> _What the task asks_
Could you copy out the items below, swapping "instance" for "occurrence" wherever it occurs and leaving everything else unchanged?

(Stored records)
>> BEGIN

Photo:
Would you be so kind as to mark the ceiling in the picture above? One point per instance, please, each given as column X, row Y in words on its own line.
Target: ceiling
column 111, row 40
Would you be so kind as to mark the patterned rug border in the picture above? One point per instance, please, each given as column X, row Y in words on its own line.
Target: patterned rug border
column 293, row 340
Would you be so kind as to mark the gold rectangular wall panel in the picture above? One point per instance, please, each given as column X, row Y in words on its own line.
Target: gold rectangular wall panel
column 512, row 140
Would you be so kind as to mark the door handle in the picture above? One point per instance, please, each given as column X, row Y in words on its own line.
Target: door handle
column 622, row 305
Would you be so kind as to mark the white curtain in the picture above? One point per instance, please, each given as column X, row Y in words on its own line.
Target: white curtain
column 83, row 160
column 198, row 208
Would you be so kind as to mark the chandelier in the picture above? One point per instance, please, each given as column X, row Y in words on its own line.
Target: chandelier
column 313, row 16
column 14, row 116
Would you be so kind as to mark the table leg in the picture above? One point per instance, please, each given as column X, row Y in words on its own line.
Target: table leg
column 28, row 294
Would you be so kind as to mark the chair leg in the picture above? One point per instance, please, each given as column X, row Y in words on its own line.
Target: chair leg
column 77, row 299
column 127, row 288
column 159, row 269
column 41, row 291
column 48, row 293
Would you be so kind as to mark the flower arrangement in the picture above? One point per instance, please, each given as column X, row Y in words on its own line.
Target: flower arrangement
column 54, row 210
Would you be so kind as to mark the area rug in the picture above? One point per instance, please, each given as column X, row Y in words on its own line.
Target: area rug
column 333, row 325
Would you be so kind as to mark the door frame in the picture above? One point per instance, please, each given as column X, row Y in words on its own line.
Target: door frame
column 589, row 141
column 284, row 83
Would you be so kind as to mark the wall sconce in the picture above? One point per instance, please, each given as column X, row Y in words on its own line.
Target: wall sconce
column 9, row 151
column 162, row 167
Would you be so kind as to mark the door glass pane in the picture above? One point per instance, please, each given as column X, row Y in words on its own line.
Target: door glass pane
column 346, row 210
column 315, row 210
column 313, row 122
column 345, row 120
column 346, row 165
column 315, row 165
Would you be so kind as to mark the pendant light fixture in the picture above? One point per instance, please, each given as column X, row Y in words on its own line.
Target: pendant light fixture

>> END

> _Task response_
Photo:
Would you be so kind as to mark the ceiling in the picture above? One point per occurrence, please, each given as column X, row Y in words on its own line.
Target: ceiling
column 111, row 40
Would you be so kind as to mark the patterned rug border in the picture above? One point per occurrence, please, each given as column X, row Y in words on its own line.
Target: patterned rug border
column 293, row 340
Would you be so kind as to mark the gold rectangular wall panel in the picture above? One point per occurrence, please, each given as column X, row Y in words on its own line.
Target: gold rectangular wall panel
column 512, row 140
Would you be so kind as to mark the door handle in the picture above? One point per occurrence, please, each given as column X, row Y in words on its own line.
Target: door handle
column 622, row 305
Would you be so kind as to mark the white curtain in the picture above? One point per occurrence, please, each given as column X, row Y in words on its own line.
Target: white curtain
column 83, row 160
column 198, row 208
Would you be so kind as to mark the chandelier in the picture above? One point per occurrence, please, each given as column X, row Y in words on its own line.
Target: chandelier
column 313, row 16
column 14, row 116
Would you be so kind as to mark the table leg in the picture above? One point per occurrence, please, each given as column X, row Y in words on its own line.
Target: table leg
column 28, row 294
Would you be so kind as to mark the chair leg in the picture above? One point per occurrence, please, each given as column X, row Y in words on its own line.
Target: chair leg
column 77, row 299
column 127, row 288
column 159, row 269
column 41, row 291
column 48, row 293
Would you be so kind as to mark the flower arrangement in the picture above? One point per occurrence, please, each given as column X, row Y in words on its own line.
Target: flower arrangement
column 54, row 210
Would you be so kind as to mark the area rug in the picture above? One point per occurrence, please, each given as column X, row Y in words on its own line.
Target: area rug
column 333, row 325
Would you be so kind as to mark the door frame in the picture above? One point per occurrence, please, each given as column X, row Y in words on its own line.
Target: door frame
column 589, row 141
column 284, row 83
Would you be so kind as to mark the wall sconce in the picture above? One point per occurrence, please, each given as column X, row Y in words on its own line.
Target: wall sconce
column 9, row 151
column 162, row 167
Would you be so kind as to mark the door glass pane in the picture above? One point per occurrence, please, each given as column X, row Y in words on its own line.
Target: door glass pane
column 346, row 210
column 315, row 210
column 313, row 122
column 345, row 120
column 346, row 165
column 315, row 165
Would you be so kind as to mark the pendant light fixture in the picture above? One point per occurrence, please, each given as column X, row Y in words on its own line.
Target: pendant light fixture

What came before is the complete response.